=== Begin Enclosure ===

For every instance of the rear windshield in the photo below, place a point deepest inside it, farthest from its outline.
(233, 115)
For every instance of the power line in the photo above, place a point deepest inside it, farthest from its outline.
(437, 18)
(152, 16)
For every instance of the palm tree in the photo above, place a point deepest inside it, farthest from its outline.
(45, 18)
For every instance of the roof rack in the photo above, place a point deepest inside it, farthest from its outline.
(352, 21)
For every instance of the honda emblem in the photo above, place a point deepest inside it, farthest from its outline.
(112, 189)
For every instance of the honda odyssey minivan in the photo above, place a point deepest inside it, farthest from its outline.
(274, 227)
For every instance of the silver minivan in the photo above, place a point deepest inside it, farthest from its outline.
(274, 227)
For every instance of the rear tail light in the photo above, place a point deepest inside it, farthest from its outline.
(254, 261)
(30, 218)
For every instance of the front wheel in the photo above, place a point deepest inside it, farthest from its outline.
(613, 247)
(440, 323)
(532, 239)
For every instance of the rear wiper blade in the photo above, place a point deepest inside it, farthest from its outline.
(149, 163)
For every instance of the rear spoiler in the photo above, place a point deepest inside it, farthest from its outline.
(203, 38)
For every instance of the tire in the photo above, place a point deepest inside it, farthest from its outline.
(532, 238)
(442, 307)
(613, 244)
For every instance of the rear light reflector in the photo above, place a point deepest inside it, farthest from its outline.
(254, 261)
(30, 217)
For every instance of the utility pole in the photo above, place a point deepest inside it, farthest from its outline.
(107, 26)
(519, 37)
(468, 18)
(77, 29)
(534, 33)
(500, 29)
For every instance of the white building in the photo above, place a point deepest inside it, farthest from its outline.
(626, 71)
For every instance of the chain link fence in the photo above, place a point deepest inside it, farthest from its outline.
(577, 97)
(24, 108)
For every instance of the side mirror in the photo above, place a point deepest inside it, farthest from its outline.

=== End Enclosure ===

• **What to work on**: Transcribe all entries exactly as they appear above.

• **Exercise solution**:
For every instance of the rear windshield in the photo below, place a point deepest inside it, farthest from its outline.
(233, 115)
For every instance of the power line in the photo above, place a point deepest inside it, farthest from its outline.
(437, 18)
(152, 16)
For every instance of the palm tree in the photo above, place a point deepest inside it, farthest from its outline.
(45, 18)
For every instance of the roof rack in the photo above, place a point deepest inside it, farthest from its outline.
(352, 21)
For every instance of the honda emblem in the photo above, place a point deepest inside it, farthest from its outline.
(112, 189)
For every instance of the honda odyssey minivan in the photo above, place a point deepest inside it, farthest from its outline.
(274, 227)
For every instance of the silver minivan in the photo above, place a point deepest inside it, farthest from its outline.
(274, 227)
For every instance of the rear tail light in the photo above, place a point deepest inside it, farthest from its outline.
(254, 261)
(30, 218)
For every instance of the front wheel in the photo above, place a point deepest inside it, farthest from its outline.
(613, 247)
(440, 323)
(532, 239)
For every instance of the rear wiper blade in the photo above, place a point deepest inside it, farthest from its outline.
(149, 163)
For every instance of the rear spoiler in the photo above, place a point deepest inside it, farthest from its outline.
(203, 38)
For every instance of the tire in the photo above, place a point deepest inside it, farthest from its outline.
(532, 238)
(442, 307)
(613, 244)
For every instance of the rear light reflector in the photo above, place a point deepest inside it, farthest from its outline.
(254, 261)
(30, 217)
For every instance of the utility pole in the photo above, place a point deepest inside it, farthest from its outline.
(107, 26)
(519, 37)
(468, 18)
(77, 29)
(534, 33)
(500, 29)
For every instance of the white building in the photo above, place a point deepest inside it, farthest from its outline.
(626, 71)
For every instance of the chain link fence in the photo above, place a point deepest inside it, farthest from its outline.
(577, 97)
(24, 108)
For every instance of the side mirror in the photo above, place a point deepest inside it, farthest from its outline.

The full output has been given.